WHAT YOU NEED TO DO: All lines in the data below carrying the string "wallet" are to be located and copied.

---- INPUT DATA

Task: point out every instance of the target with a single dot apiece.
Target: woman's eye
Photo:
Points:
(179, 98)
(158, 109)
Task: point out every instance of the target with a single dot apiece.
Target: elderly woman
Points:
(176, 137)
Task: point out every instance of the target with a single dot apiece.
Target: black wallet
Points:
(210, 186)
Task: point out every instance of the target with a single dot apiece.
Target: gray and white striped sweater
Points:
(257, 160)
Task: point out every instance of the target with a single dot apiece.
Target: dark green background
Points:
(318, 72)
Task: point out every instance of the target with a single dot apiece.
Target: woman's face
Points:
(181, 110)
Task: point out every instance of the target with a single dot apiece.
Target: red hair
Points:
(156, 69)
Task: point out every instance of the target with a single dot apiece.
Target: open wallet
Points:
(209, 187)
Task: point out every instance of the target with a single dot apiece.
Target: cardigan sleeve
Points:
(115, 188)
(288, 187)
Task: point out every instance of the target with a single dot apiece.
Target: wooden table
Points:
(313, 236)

--------
---- INPUT DATA

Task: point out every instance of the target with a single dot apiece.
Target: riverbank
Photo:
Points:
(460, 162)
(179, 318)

--------
---- INPUT DATA

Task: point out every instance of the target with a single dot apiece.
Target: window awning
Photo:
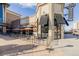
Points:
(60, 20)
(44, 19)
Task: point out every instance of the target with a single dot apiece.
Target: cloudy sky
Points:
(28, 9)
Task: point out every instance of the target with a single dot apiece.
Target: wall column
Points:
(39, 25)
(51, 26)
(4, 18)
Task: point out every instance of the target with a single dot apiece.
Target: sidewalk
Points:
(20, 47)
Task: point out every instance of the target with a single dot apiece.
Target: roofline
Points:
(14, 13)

--------

EXPECTED OUTPUT:
Target: black wallet
Target: open wallet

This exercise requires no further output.